• The request
Lay out as a numbered list the lines running from the line with "Where can you find the stadium" up to and including the line with "<point>78,261</point>", leaving out any blank lines.

• Rows from a pointing dataset
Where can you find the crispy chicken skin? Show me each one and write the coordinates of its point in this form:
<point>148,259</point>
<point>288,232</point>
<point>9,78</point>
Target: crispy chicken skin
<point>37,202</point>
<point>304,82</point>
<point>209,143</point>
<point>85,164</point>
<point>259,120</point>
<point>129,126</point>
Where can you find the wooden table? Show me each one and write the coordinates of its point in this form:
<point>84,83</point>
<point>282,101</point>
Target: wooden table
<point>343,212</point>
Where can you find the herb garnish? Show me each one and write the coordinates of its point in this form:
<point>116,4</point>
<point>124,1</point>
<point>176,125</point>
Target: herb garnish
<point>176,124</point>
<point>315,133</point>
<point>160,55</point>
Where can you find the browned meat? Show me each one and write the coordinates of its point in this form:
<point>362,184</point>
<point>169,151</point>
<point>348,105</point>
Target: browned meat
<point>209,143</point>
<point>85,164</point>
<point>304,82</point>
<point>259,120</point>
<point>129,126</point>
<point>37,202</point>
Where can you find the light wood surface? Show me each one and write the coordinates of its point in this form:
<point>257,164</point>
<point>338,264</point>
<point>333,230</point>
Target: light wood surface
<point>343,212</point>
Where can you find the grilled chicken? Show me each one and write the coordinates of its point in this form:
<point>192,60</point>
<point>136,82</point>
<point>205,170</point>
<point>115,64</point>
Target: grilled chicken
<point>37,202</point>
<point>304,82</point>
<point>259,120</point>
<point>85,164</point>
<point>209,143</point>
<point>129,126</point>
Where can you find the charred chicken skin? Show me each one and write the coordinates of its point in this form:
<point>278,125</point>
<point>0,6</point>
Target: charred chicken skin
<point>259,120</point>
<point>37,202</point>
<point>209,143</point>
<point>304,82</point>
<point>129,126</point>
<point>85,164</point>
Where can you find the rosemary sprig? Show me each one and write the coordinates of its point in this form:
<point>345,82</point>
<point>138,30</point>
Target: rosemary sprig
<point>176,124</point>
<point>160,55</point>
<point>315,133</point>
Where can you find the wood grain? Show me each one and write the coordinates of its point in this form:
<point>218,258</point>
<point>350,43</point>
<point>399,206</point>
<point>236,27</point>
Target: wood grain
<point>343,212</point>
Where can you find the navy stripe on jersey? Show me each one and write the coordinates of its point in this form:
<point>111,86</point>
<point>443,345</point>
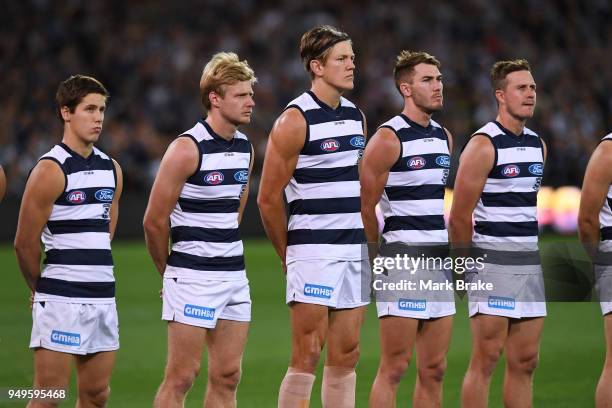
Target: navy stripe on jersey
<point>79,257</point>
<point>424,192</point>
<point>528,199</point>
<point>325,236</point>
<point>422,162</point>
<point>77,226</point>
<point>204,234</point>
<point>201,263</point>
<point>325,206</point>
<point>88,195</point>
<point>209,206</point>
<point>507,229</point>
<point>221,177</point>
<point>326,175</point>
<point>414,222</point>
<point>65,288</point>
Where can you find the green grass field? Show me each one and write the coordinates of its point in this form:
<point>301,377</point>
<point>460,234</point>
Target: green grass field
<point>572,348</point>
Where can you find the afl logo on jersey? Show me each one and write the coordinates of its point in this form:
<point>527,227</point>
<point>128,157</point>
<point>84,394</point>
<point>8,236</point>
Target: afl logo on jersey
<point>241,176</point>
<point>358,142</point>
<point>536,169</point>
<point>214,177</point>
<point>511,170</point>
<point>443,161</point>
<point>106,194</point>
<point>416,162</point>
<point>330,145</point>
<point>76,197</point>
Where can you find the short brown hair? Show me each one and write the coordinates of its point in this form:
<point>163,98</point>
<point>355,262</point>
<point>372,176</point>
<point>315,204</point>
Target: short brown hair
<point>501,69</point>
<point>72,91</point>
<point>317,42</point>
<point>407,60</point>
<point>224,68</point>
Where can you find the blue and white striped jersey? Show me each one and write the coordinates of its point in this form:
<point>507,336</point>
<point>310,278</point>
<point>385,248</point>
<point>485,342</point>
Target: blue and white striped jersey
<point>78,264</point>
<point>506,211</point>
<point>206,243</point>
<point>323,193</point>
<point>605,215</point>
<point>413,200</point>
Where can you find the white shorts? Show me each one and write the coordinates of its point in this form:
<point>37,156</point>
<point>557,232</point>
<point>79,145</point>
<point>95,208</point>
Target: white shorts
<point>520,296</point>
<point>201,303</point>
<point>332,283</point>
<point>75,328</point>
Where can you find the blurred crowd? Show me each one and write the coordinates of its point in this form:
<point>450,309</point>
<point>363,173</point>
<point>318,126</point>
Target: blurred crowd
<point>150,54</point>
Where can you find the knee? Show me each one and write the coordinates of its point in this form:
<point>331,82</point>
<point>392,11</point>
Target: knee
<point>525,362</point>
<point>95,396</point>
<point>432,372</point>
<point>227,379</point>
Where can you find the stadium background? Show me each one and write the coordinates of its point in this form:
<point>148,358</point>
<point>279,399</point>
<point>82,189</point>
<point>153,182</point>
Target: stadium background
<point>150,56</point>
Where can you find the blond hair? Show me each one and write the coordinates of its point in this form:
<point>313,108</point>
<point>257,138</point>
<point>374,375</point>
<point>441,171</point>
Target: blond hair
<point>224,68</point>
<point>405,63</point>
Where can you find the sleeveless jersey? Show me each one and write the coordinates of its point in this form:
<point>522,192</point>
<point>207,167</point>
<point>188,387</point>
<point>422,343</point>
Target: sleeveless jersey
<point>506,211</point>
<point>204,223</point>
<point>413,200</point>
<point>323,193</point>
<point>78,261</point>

==

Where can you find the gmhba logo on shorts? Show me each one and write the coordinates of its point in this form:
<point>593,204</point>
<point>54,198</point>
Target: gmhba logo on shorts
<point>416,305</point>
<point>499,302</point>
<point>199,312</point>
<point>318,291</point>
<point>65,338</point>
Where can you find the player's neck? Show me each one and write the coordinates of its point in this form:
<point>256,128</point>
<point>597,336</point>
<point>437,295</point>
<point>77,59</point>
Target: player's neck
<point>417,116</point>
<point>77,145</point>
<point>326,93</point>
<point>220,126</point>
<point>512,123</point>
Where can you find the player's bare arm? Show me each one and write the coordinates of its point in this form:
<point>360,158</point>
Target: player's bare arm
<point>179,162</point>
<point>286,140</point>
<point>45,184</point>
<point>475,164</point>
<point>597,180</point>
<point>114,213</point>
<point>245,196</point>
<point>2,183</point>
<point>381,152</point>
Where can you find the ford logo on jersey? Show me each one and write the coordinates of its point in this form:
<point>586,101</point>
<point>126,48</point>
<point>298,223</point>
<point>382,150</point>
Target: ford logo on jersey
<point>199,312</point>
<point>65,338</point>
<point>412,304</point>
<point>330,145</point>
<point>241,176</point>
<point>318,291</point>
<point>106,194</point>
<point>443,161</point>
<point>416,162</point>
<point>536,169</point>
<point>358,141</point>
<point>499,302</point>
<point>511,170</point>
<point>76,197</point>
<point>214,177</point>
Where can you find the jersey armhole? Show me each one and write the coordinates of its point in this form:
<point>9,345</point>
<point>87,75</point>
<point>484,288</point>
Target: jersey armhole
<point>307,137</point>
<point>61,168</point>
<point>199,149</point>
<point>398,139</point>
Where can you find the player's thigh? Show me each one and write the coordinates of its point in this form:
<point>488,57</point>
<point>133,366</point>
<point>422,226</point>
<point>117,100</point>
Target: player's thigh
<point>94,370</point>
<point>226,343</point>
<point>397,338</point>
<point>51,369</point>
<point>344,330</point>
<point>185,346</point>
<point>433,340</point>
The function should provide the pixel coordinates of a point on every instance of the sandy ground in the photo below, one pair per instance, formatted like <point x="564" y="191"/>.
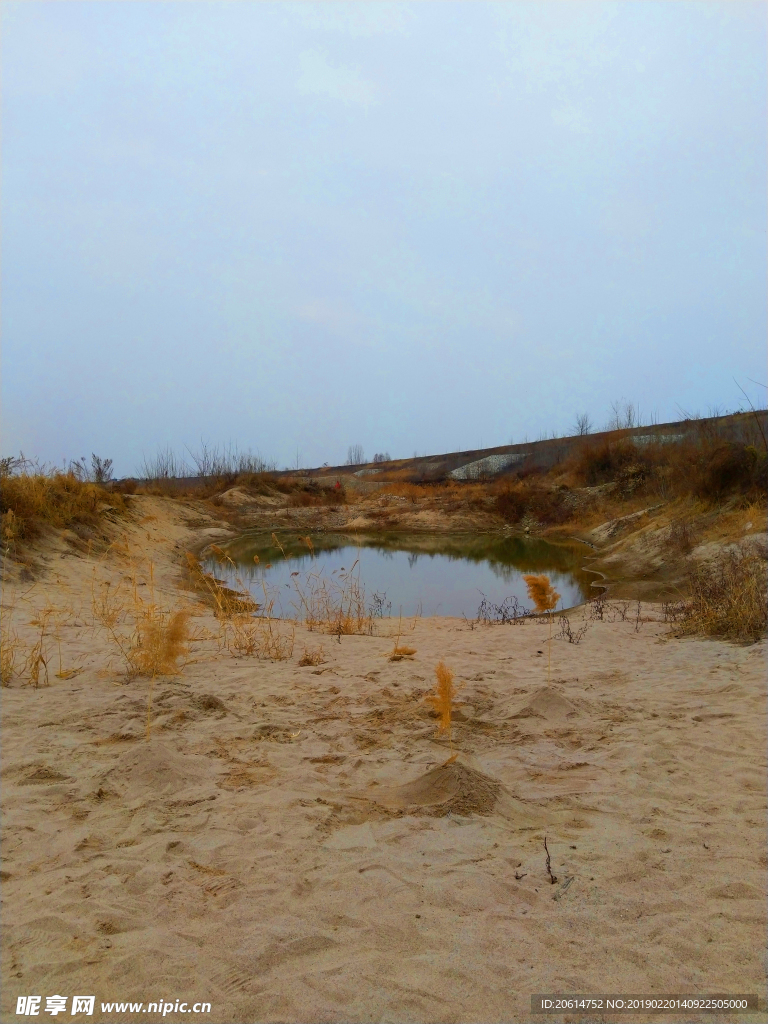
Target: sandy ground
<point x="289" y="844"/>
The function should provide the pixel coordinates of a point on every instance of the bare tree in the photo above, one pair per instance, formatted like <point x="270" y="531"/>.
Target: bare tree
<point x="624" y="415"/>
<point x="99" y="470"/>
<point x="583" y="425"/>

• Exercise solution
1. Where can you find the stadium background? Show me each one and write the coordinates of its point in this form:
2. <point>148,358</point>
3. <point>279,399</point>
4. <point>82,189</point>
5. <point>153,182</point>
6. Target: stadium background
7. <point>150,56</point>
8. Where can you find the blond hair? Show me each one and write the coordinates of its point in this form:
9. <point>313,108</point>
10. <point>257,138</point>
11. <point>374,375</point>
12. <point>441,171</point>
13. Target: blond hair
14. <point>224,68</point>
15. <point>405,63</point>
16. Where can you find the sleeveless jersey? Show me each one and write the coordinates of its point in this form:
17. <point>522,192</point>
18. <point>207,167</point>
19. <point>188,387</point>
20. <point>422,343</point>
21. Target: sleeveless jersey
22. <point>506,211</point>
23. <point>204,223</point>
24. <point>413,200</point>
25. <point>323,193</point>
26. <point>78,261</point>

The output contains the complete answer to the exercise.